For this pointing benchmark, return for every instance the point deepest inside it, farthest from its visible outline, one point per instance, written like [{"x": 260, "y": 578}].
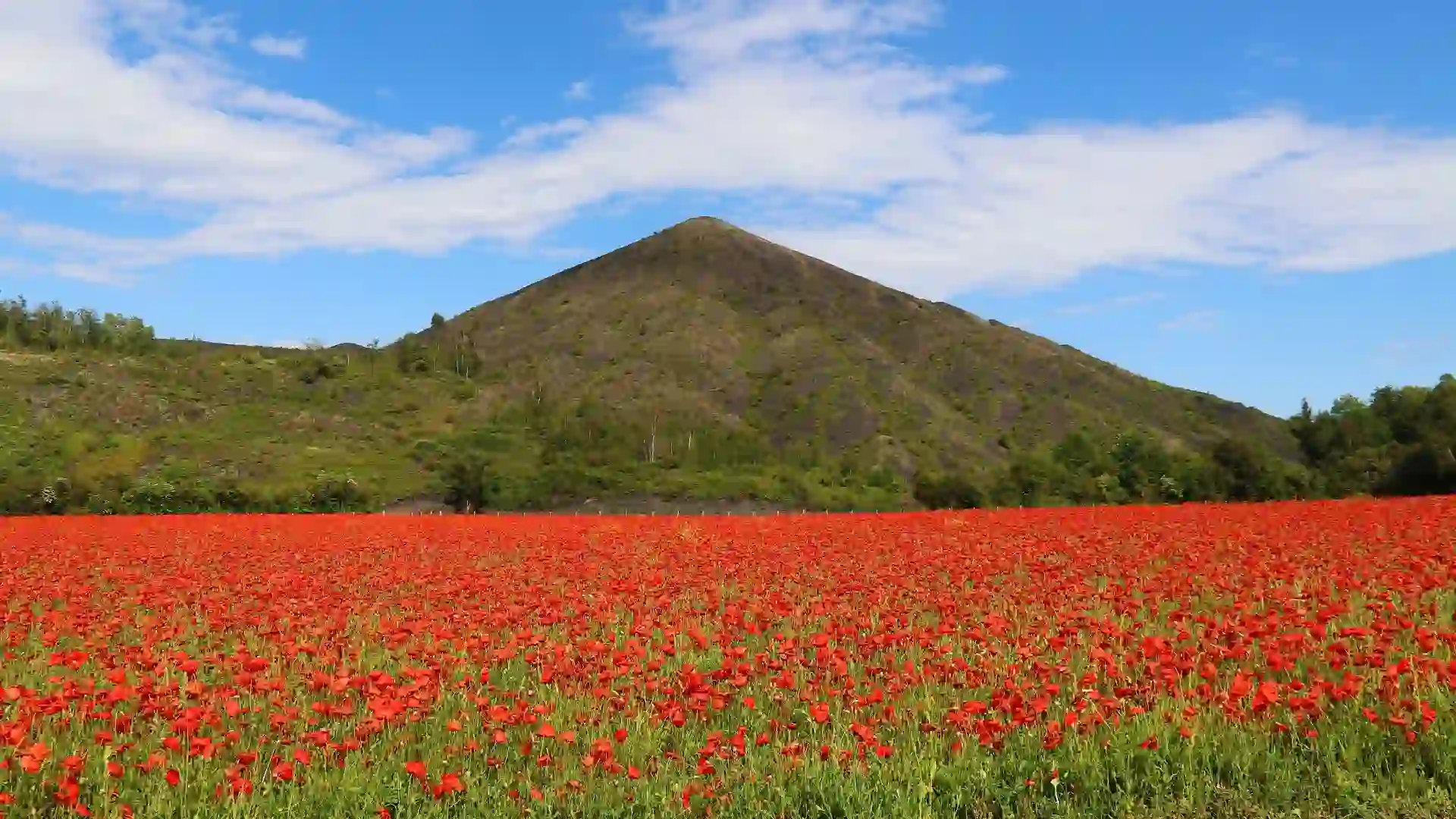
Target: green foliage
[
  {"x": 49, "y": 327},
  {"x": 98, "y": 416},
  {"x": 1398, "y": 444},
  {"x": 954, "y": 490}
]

* * *

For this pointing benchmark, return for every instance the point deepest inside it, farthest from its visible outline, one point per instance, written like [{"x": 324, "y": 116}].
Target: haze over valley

» Instructions to follow:
Count the rows above that contain the string "point", where case counts, and give only the number.

» Written answer:
2